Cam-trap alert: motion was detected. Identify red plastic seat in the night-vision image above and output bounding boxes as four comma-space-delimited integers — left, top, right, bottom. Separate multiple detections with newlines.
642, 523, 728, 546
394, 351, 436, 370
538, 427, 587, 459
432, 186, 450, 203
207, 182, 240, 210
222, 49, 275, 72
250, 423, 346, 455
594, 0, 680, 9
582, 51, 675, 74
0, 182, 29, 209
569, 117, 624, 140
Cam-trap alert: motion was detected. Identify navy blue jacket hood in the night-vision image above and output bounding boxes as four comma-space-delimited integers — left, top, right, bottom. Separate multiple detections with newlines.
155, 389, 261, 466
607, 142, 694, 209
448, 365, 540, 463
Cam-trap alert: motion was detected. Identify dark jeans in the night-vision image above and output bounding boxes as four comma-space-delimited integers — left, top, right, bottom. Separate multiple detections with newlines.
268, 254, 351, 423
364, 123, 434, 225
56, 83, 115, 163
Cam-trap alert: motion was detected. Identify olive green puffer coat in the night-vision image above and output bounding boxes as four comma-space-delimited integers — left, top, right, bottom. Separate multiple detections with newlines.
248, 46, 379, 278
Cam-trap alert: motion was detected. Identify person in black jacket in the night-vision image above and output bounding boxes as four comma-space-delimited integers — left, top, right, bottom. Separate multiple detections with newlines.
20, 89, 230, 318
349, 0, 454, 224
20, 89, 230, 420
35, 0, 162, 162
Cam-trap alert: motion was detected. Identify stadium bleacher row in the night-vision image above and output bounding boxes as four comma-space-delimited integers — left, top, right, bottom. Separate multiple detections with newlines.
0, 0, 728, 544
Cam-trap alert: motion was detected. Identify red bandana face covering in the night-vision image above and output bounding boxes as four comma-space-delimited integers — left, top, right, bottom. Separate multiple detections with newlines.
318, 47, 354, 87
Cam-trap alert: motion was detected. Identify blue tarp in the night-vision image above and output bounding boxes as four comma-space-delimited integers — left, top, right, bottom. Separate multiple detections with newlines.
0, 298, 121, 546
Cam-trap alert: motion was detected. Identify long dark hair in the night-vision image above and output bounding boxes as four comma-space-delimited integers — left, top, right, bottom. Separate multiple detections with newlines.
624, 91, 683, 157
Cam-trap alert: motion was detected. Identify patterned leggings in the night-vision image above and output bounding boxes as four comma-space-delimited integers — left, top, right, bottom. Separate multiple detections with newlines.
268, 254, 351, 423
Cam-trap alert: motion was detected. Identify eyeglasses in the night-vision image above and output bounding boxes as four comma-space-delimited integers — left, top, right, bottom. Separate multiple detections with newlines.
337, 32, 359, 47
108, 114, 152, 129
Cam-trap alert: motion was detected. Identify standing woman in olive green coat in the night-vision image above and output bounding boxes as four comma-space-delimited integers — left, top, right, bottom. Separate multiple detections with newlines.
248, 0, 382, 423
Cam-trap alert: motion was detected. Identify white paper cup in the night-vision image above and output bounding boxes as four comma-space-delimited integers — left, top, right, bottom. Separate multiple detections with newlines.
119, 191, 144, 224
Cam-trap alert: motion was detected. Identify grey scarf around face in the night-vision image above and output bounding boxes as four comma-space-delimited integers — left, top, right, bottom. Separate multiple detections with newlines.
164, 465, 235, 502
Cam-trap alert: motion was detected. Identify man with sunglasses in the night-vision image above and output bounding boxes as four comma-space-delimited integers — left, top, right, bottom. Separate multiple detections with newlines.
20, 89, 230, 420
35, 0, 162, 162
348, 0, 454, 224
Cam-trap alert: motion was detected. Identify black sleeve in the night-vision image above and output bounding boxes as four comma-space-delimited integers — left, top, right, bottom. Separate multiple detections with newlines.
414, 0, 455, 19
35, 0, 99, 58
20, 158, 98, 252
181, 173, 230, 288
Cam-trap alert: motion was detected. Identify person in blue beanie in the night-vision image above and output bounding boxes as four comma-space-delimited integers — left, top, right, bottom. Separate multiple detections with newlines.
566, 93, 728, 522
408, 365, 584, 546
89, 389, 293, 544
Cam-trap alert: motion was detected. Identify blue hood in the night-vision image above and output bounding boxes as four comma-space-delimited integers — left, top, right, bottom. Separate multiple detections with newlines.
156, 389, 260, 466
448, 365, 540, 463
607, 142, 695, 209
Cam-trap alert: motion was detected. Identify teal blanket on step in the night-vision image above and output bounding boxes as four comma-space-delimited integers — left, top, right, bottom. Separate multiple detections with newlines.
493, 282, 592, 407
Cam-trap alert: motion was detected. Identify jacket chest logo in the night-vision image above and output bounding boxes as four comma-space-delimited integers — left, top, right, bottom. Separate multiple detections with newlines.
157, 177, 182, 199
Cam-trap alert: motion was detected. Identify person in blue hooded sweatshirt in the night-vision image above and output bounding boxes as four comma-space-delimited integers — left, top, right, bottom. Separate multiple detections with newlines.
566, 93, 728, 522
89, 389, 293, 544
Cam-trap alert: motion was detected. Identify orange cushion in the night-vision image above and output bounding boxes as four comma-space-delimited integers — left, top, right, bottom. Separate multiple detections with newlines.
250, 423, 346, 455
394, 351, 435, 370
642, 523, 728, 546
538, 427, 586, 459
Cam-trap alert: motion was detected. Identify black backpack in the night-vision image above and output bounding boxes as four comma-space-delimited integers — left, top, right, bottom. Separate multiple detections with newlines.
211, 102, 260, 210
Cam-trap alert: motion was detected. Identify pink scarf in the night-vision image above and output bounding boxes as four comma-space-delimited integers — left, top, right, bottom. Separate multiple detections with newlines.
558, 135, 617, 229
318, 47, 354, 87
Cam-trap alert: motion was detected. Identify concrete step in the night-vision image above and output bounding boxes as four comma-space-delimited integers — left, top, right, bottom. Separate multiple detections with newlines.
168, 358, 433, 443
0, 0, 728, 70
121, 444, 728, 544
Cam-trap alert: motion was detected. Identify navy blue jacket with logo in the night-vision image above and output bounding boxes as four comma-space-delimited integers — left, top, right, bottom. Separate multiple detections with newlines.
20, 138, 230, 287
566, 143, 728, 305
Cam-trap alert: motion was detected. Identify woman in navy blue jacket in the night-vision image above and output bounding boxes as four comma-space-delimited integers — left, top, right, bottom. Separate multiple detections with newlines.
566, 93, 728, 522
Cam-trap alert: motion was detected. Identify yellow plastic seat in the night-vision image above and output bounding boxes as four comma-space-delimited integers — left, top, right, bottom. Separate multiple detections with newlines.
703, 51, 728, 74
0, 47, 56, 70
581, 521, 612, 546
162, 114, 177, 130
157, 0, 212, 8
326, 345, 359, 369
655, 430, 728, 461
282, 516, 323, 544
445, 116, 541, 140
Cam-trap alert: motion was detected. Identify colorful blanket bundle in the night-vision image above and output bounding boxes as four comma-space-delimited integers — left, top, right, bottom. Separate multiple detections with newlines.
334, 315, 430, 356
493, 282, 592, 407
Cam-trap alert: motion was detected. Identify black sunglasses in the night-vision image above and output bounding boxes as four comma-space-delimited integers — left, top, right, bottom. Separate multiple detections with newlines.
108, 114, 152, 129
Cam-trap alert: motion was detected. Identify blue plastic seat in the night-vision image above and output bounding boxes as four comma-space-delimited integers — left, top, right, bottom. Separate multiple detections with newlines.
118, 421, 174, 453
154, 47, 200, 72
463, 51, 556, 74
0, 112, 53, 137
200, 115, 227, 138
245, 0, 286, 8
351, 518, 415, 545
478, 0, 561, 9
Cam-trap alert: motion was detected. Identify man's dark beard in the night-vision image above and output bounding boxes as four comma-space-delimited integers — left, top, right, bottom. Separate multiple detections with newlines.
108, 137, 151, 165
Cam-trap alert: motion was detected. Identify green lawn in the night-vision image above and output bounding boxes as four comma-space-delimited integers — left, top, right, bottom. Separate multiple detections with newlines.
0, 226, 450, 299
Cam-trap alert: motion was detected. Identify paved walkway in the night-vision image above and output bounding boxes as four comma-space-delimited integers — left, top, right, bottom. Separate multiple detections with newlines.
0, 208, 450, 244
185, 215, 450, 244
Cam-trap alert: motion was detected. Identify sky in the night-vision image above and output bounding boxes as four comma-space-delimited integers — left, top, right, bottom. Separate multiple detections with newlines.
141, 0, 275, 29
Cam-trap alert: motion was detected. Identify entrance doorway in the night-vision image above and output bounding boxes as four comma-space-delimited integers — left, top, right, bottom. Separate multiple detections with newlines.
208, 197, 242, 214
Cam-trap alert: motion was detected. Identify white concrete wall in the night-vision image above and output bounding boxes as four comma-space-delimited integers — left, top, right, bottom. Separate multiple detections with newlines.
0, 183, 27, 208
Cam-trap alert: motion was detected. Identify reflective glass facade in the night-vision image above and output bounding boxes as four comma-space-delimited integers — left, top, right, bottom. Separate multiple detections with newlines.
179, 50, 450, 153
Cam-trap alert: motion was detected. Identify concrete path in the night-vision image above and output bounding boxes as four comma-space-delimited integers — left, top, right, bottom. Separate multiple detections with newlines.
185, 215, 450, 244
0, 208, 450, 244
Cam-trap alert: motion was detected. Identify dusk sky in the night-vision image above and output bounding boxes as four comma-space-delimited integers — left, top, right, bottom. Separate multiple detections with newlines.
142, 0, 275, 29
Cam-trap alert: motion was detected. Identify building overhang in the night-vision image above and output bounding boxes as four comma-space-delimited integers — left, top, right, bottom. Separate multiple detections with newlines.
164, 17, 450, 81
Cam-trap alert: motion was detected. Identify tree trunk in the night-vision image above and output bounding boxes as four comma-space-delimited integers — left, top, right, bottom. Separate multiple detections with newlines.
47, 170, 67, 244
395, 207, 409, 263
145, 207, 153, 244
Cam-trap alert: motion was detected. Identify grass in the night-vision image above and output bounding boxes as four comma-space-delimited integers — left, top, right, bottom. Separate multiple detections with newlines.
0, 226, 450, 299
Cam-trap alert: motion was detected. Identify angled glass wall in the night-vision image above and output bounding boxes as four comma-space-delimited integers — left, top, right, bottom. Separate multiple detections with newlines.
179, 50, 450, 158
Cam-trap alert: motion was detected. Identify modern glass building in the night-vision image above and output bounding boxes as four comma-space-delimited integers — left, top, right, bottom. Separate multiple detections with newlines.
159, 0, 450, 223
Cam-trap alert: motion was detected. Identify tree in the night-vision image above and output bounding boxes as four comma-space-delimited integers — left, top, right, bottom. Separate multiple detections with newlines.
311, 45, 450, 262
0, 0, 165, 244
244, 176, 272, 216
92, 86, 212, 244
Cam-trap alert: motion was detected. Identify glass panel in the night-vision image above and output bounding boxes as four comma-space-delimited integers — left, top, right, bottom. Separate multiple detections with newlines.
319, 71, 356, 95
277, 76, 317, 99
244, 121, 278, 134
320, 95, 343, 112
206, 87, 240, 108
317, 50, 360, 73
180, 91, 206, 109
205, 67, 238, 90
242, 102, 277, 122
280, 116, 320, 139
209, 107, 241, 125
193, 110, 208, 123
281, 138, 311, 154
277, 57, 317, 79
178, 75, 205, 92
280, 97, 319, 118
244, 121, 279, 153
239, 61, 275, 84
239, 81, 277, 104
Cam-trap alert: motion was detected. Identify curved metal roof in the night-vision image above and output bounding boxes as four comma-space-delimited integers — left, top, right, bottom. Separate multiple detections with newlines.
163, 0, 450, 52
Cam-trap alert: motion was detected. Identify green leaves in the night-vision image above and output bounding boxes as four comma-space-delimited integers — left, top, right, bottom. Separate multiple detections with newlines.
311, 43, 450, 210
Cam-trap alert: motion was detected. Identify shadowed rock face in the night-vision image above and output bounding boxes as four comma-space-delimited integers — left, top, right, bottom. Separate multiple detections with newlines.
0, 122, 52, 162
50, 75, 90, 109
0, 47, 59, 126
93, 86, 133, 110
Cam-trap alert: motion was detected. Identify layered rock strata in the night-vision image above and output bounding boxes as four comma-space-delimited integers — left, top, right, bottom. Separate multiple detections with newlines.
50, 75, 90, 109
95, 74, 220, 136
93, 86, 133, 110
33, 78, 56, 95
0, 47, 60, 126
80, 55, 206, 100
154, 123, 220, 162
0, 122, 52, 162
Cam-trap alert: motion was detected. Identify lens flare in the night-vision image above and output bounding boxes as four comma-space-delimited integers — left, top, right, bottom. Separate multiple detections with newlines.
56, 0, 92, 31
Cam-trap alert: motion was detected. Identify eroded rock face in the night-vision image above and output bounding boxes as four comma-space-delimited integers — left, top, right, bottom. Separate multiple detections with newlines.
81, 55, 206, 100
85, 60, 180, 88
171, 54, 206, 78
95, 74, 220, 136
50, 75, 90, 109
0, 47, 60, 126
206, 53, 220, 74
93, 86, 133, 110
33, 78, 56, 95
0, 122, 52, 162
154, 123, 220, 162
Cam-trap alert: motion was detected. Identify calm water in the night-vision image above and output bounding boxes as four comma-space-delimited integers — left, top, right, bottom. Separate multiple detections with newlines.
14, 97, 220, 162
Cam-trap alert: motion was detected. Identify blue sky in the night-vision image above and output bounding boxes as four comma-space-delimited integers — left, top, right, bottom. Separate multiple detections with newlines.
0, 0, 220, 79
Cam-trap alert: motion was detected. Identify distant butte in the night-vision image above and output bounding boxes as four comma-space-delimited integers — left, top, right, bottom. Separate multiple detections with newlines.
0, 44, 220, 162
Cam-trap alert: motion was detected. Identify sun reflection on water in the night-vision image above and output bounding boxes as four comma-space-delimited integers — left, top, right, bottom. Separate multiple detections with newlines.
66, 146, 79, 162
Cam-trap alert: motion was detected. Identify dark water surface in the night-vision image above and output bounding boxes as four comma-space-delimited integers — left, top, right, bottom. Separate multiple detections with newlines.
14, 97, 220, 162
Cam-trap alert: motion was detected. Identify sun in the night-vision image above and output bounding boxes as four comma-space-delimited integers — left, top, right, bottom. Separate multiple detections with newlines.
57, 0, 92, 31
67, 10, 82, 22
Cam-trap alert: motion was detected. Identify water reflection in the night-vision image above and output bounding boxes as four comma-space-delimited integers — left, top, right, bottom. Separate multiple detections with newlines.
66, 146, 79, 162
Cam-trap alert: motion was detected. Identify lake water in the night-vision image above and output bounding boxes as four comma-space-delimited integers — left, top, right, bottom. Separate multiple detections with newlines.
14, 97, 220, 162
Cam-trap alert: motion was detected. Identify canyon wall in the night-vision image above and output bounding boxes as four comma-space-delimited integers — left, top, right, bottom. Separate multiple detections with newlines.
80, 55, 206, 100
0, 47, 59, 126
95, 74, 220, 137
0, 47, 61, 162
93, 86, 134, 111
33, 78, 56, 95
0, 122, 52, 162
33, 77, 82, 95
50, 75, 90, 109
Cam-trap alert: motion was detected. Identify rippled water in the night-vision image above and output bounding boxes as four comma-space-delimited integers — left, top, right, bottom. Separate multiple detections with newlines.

###

## EXERCISE GOAL
Copy the items from the line with "Cam-trap alert: motion was detected. Identify long" to the line with "181, 173, 230, 288", substituting "infrared" for every "night-vision" and changing nothing else.

## THE SOLUTION
Cam-trap alert: motion was detected. Identify long dark hair in the infrared image above and output bounding boxes as four comma-space-delimited integers — left, top, right, bottom. Separate multiple detections with newlines.
624, 91, 683, 157
Cam-trap alert: motion was detected. Identify patterned leggings in the infrared image above and output bounding boxes as four comma-space-delimited integers — left, top, right, bottom. Separate multiple detections with newlines.
268, 254, 351, 423
Cam-trap alert: motion was detected. Identify eyeglasses in the infrared image above and output bounding boxes as four comma-space-delimited integers — left, top, right, bottom. Separate multiple detections with newlines.
337, 32, 359, 47
108, 114, 152, 129
Cam-trap alert: motion was detected. Identify standing woman in olive green coat in the infrared image above and output bounding boxes as four comma-space-delimited integers — left, top, right, bottom. Separate multiple detections with newlines.
248, 0, 382, 423
Cam-trap alert: motion was detected. Identify white paper cup in the infrared image above and output bounding boxes as four comma-space-delimited integers — left, top, right, bottom. Separate multiple detections with newlines.
119, 191, 144, 224
Cam-trap alert: motion was detected. Identify grey scarf around face in the infrared image above and output bounding boxes as four comma-space-delimited integers — left, top, right, bottom. Separate multiple detections with newlines.
164, 465, 235, 502
Cam-trap alert: motion was detected. Identify man with sunglasses in the infrared image above and output bounding boxes as four comma-space-delimited integers — left, top, right, bottom. Separate multiple detections with newlines.
20, 89, 230, 420
35, 0, 162, 162
348, 0, 454, 224
Cam-trap alert: motion was detected. Identify black sleeve in the infrared image above and output bounding boxes as four comma-space-delimited integers — left, top, right, bottom. Separate multiple detections with newlines.
414, 0, 455, 19
35, 0, 99, 58
20, 158, 98, 252
181, 173, 230, 288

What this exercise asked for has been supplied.